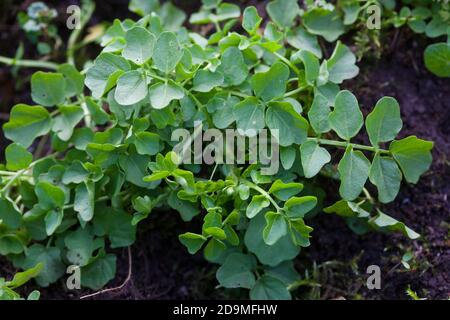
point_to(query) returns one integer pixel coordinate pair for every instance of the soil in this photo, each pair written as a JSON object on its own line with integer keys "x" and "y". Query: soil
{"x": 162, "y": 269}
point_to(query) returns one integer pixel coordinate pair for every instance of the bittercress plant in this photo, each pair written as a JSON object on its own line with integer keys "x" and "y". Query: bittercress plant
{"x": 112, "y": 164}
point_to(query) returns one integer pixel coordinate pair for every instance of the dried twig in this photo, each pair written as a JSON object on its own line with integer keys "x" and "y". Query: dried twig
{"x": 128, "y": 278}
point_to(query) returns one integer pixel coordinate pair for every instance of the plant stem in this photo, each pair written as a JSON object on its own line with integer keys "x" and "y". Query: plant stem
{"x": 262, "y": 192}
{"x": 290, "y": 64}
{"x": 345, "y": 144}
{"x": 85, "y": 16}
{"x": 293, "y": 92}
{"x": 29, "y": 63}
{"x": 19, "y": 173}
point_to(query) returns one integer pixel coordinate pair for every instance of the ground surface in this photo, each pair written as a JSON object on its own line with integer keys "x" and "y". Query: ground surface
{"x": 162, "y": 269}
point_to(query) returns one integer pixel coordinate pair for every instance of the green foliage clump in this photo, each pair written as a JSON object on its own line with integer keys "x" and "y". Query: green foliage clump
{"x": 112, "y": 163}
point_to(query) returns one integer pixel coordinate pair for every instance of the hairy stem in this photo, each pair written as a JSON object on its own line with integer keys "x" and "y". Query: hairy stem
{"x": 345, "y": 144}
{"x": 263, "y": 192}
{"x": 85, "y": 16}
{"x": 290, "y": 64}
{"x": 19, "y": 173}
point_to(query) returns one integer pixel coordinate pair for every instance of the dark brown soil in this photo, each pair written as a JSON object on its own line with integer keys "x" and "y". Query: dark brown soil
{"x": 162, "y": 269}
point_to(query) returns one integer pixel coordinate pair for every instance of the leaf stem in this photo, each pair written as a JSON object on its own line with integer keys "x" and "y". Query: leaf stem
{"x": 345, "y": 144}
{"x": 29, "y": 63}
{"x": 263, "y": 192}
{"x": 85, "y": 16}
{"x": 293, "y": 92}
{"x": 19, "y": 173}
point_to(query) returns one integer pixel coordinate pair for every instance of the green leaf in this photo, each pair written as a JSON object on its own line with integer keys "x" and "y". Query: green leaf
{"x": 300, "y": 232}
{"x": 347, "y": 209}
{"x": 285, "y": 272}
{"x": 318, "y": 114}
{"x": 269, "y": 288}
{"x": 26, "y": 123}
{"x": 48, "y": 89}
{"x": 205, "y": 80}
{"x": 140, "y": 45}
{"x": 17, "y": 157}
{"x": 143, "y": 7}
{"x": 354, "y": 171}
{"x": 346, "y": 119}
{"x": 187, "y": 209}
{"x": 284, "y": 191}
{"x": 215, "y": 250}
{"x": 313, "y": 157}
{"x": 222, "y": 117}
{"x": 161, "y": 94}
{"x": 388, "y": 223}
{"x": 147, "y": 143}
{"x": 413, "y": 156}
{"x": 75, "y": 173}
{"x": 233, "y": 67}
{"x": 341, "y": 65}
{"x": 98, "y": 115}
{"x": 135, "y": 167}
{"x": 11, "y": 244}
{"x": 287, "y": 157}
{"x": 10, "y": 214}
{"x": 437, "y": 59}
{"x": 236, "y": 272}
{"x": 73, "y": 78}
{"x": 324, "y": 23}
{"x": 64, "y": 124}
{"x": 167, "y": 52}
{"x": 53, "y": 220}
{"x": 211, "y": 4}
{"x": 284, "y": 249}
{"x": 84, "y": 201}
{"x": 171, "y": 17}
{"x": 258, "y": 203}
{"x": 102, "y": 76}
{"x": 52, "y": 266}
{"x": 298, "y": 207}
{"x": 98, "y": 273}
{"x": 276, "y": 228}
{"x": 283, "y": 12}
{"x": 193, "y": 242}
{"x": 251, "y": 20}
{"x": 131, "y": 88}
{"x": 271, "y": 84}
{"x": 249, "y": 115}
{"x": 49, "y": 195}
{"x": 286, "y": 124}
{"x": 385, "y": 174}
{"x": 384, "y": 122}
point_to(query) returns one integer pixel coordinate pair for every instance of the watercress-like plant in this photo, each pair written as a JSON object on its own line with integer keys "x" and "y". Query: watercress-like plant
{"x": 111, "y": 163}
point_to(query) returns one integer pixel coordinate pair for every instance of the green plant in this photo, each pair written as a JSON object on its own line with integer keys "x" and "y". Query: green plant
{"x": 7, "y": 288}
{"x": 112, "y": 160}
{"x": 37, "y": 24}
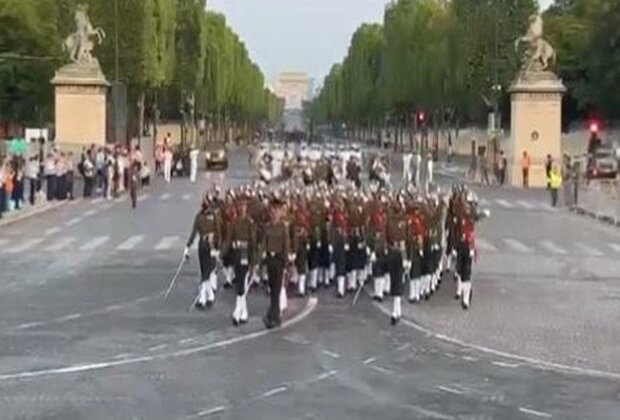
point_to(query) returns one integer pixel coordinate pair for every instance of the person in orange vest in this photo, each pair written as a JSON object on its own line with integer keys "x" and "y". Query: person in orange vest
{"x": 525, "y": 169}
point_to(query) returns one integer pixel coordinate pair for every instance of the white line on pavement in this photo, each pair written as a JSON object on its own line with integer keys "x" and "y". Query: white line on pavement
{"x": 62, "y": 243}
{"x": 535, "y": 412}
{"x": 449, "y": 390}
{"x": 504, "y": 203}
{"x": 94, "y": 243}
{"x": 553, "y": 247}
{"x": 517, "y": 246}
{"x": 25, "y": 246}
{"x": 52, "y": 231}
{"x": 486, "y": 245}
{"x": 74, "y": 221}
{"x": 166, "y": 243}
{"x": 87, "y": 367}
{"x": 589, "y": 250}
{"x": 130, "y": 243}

--------------------------------

■ **What is expected**
Omit the pictures and give the material again, exactly and in full.

■ **Exercise response**
point_to(query) returns one integer pixel coordinate pair for every instance of the soil in this photo, each pair written as a JSON object on its own line with integer keys "x" and "y". Query: soil
{"x": 162, "y": 269}
point_to(query) returns one integer pixel coordinate pair for every instance of the bittercress plant in this photo, each pair written as a JSON object on its own line with integer keys "x" and "y". Query: bittercress plant
{"x": 112, "y": 164}
point_to(query) returns one integer pixel coordinate pair for every instance of the dried twig in this photo, each pair written as a JSON object on its own line with integer keys "x" and "y". Query: dried twig
{"x": 128, "y": 278}
point_to(query) returns one integer pixel coordinate pair for every instance of the plant stem in this photo, each pair written as a JSON object on its own line with integer keys "x" and "y". Query: plant stem
{"x": 262, "y": 192}
{"x": 290, "y": 64}
{"x": 345, "y": 144}
{"x": 85, "y": 16}
{"x": 293, "y": 92}
{"x": 29, "y": 63}
{"x": 19, "y": 173}
point_to(query) returns one integer pixel coordinate pair for every instance of the ground surface in this photo, each pair written as a JSON object on its own line with integer keys "x" and "y". Query: ground surface
{"x": 162, "y": 269}
point_to(query) returns one integer pixel coordinate pair for every instance of the green foliage clump in this photo, each pair written as a JSON object on its own line with integer keys "x" and "y". Query: green foliage clump
{"x": 112, "y": 163}
point_to(query) returns one integer pixel coordinate pair for every instance of the hairy stem in this photo, each pair written as a JSON object on its own line with integer keys "x" and "y". Query: hairy stem
{"x": 345, "y": 144}
{"x": 263, "y": 192}
{"x": 85, "y": 16}
{"x": 290, "y": 64}
{"x": 19, "y": 173}
point_to(query) returns one integer pixel coordinate pair for every instance of the dark brown soil in this photo, each pair written as a JSON object on its own line with integer keys "x" and "y". Query: dark brown soil
{"x": 162, "y": 269}
point_to(query) returns one integer pixel coordinate pair for every instance of the leaf stem in this photo, each pair written as a JSON object on its own line with integer keys "x" and "y". Query: leaf stem
{"x": 345, "y": 144}
{"x": 29, "y": 63}
{"x": 263, "y": 192}
{"x": 85, "y": 16}
{"x": 293, "y": 92}
{"x": 19, "y": 173}
point_to(query) returns one integer pixel coordinate pair for every instance of the green leaf in this photo, each pair written as a JSON object on its own line with integer keys "x" and "y". Query: green leaf
{"x": 300, "y": 232}
{"x": 347, "y": 209}
{"x": 285, "y": 272}
{"x": 318, "y": 114}
{"x": 269, "y": 288}
{"x": 26, "y": 123}
{"x": 48, "y": 89}
{"x": 205, "y": 80}
{"x": 140, "y": 45}
{"x": 17, "y": 157}
{"x": 143, "y": 7}
{"x": 354, "y": 171}
{"x": 346, "y": 119}
{"x": 187, "y": 209}
{"x": 284, "y": 191}
{"x": 215, "y": 250}
{"x": 313, "y": 157}
{"x": 222, "y": 117}
{"x": 161, "y": 94}
{"x": 388, "y": 223}
{"x": 147, "y": 143}
{"x": 413, "y": 156}
{"x": 75, "y": 173}
{"x": 233, "y": 67}
{"x": 341, "y": 65}
{"x": 98, "y": 115}
{"x": 135, "y": 167}
{"x": 11, "y": 244}
{"x": 287, "y": 157}
{"x": 10, "y": 214}
{"x": 437, "y": 59}
{"x": 236, "y": 272}
{"x": 73, "y": 78}
{"x": 324, "y": 23}
{"x": 64, "y": 124}
{"x": 167, "y": 52}
{"x": 53, "y": 220}
{"x": 211, "y": 4}
{"x": 284, "y": 249}
{"x": 84, "y": 201}
{"x": 171, "y": 17}
{"x": 258, "y": 203}
{"x": 102, "y": 76}
{"x": 52, "y": 266}
{"x": 298, "y": 207}
{"x": 98, "y": 273}
{"x": 276, "y": 228}
{"x": 283, "y": 12}
{"x": 193, "y": 242}
{"x": 251, "y": 20}
{"x": 131, "y": 88}
{"x": 271, "y": 84}
{"x": 249, "y": 115}
{"x": 49, "y": 195}
{"x": 286, "y": 124}
{"x": 385, "y": 174}
{"x": 384, "y": 122}
point_to(query) returns one integer pixel coordinate pair for every instance of the watercress-like plant in this photo, each pair written as a JSON object on its own line with integer keys "x" and "y". Query: watercress-like plant
{"x": 111, "y": 163}
point_to(query) returns one integer pixel coordinate pair for every instance of the green plant in this photo, each pair written as a JSON object on its own line with integer keys "x" and "y". Query: green plant
{"x": 7, "y": 288}
{"x": 112, "y": 160}
{"x": 37, "y": 24}
point_to(query) returns one integer pixel coordinate pair for every instance of the person in orange vest in this photo, each pair written as a JSON object on its own line with integer keys "x" and "y". Query: person in orange vest
{"x": 525, "y": 169}
point_to(query) returns one integer pixel coordinate pair for every instance of the white line on pavement in this photo, each pair written as a JSON object on its own line with integer keys "x" and "y". Query: white line on pavement
{"x": 62, "y": 243}
{"x": 535, "y": 412}
{"x": 449, "y": 390}
{"x": 504, "y": 203}
{"x": 94, "y": 243}
{"x": 553, "y": 247}
{"x": 517, "y": 246}
{"x": 25, "y": 246}
{"x": 52, "y": 231}
{"x": 486, "y": 245}
{"x": 74, "y": 221}
{"x": 166, "y": 243}
{"x": 87, "y": 367}
{"x": 589, "y": 250}
{"x": 130, "y": 243}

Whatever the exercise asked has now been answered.